## Natural language region descriptions
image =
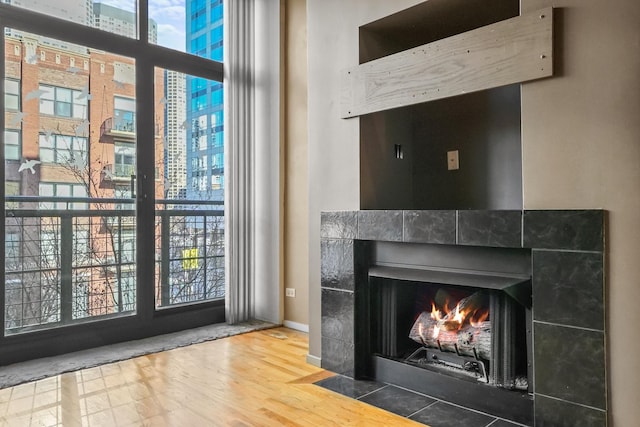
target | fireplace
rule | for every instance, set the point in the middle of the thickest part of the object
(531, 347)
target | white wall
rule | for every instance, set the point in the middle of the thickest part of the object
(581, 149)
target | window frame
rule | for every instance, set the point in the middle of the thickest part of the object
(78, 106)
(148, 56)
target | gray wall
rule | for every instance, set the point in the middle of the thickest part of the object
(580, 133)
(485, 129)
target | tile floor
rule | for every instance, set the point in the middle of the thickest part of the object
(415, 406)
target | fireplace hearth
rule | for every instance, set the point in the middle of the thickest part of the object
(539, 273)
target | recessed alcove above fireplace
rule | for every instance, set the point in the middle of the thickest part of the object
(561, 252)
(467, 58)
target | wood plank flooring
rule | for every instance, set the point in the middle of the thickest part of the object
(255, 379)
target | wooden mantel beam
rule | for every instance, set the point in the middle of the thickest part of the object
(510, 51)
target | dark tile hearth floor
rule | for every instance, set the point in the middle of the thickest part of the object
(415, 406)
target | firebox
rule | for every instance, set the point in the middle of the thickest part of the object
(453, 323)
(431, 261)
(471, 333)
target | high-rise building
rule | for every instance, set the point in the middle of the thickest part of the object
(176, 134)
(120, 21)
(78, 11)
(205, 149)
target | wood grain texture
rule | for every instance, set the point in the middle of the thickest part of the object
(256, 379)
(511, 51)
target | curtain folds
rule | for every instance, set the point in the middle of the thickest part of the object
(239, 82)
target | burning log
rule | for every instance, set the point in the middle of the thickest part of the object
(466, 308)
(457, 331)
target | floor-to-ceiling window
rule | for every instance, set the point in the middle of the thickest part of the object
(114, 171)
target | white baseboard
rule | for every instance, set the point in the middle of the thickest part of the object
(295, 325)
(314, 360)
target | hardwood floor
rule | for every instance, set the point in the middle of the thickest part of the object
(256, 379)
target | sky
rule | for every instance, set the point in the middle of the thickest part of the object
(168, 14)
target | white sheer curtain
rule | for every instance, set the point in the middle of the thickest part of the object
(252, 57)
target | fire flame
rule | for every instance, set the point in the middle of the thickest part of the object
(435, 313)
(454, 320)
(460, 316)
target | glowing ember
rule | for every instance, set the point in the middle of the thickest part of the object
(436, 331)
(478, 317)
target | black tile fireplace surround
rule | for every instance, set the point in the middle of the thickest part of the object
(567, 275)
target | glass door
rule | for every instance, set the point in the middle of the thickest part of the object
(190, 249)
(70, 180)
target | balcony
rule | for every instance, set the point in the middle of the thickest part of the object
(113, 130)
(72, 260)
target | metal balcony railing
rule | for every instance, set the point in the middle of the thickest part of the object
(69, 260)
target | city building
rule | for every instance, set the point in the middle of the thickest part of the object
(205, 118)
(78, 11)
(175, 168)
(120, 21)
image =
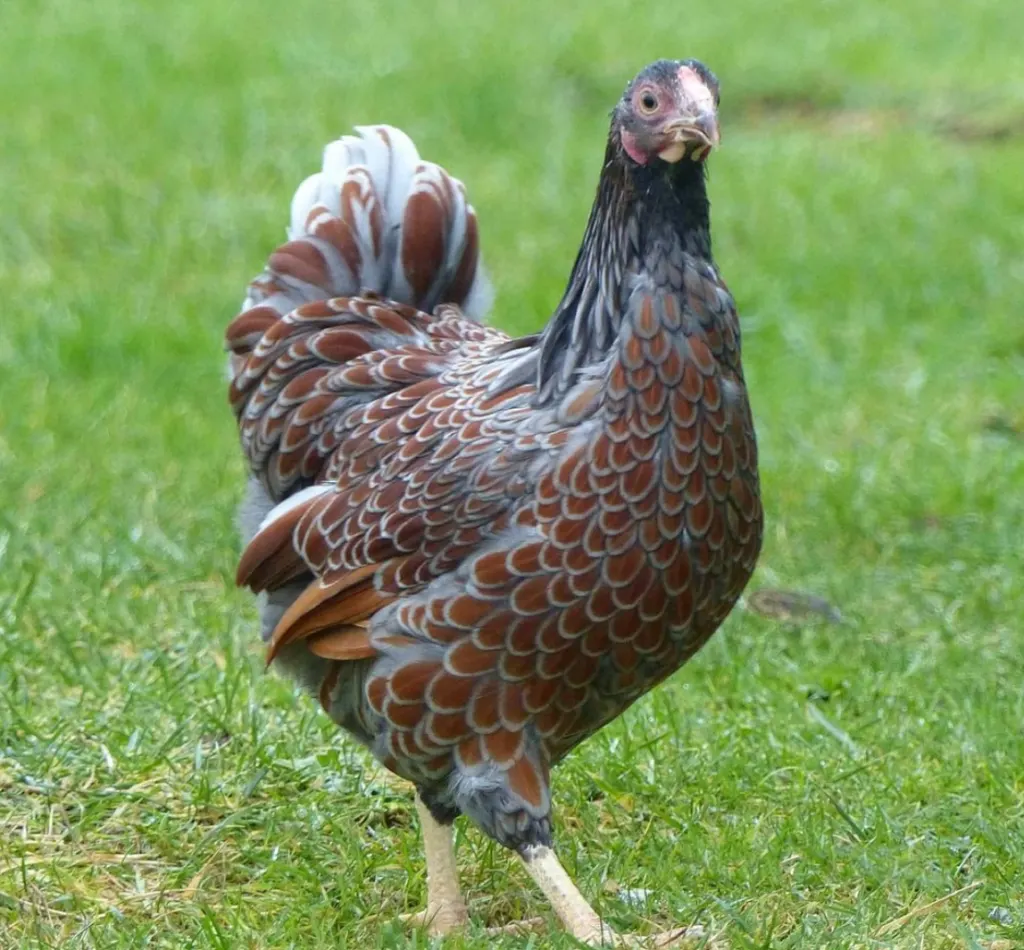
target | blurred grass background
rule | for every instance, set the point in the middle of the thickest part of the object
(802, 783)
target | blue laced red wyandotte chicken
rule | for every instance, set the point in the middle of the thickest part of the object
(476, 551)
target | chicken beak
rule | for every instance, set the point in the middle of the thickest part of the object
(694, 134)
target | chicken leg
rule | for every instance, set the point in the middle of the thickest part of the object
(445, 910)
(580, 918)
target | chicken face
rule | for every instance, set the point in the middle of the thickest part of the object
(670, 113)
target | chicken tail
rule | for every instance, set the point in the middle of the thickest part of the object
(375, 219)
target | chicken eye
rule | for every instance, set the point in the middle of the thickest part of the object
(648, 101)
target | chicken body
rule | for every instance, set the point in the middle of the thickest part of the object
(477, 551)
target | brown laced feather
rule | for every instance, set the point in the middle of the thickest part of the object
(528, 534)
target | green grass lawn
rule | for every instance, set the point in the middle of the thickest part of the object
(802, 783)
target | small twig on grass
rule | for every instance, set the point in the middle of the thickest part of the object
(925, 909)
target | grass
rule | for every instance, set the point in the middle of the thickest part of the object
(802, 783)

## What you need to do
Extract every line above that contains the word "tile".

## The completed task
target | tile floor
target | dark tile hearth floor
target | black tile fireplace surround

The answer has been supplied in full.